BEGIN Items

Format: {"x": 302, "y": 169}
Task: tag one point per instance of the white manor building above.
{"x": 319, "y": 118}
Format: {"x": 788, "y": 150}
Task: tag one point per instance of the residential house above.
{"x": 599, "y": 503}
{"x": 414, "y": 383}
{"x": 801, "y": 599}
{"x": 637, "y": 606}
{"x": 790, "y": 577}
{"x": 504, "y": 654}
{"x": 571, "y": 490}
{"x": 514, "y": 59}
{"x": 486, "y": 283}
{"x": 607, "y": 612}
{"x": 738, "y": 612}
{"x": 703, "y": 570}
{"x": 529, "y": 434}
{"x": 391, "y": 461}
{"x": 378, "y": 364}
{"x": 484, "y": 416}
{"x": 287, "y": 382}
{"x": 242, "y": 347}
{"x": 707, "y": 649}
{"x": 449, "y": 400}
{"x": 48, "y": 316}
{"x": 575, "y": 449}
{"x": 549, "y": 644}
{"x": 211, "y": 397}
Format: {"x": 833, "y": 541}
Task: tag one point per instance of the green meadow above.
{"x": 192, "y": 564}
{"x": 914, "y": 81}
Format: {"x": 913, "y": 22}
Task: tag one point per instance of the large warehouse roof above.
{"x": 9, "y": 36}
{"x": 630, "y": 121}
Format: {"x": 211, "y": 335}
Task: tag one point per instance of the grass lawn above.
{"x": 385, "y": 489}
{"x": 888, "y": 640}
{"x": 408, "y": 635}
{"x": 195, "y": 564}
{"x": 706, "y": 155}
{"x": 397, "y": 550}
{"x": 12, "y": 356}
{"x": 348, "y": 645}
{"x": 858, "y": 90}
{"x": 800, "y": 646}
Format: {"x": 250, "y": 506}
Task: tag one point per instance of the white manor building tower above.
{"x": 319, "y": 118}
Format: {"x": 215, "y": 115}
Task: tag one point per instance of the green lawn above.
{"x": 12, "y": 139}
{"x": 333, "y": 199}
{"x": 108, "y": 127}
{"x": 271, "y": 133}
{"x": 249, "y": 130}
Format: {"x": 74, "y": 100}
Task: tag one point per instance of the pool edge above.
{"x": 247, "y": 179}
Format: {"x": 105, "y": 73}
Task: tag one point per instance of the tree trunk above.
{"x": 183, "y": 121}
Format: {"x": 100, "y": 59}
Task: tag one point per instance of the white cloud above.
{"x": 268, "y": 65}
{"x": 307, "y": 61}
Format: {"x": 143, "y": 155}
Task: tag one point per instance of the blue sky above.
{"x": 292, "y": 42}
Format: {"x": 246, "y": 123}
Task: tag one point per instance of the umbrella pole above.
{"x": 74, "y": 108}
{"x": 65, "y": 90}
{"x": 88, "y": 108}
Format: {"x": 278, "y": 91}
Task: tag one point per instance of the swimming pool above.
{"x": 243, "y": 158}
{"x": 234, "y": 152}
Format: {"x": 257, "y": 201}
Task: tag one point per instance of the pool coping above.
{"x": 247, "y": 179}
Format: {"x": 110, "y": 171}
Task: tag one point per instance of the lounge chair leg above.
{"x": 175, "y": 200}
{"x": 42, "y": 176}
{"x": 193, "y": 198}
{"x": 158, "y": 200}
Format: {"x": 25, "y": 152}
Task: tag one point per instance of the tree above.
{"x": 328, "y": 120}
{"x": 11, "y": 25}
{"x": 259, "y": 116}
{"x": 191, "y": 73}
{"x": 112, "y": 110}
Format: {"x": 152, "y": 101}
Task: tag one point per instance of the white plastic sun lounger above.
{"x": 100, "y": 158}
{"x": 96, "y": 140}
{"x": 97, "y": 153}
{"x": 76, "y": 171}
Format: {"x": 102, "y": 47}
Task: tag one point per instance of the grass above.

END Items

Which lines of the data above contain the string "tree"? Report every one of them in full, with uppercase and lowercase treated as different.

- **Solution for this problem**:
Task: tag one point per instance of the tree trunk above.
Task: tag one point per instance of the tree above.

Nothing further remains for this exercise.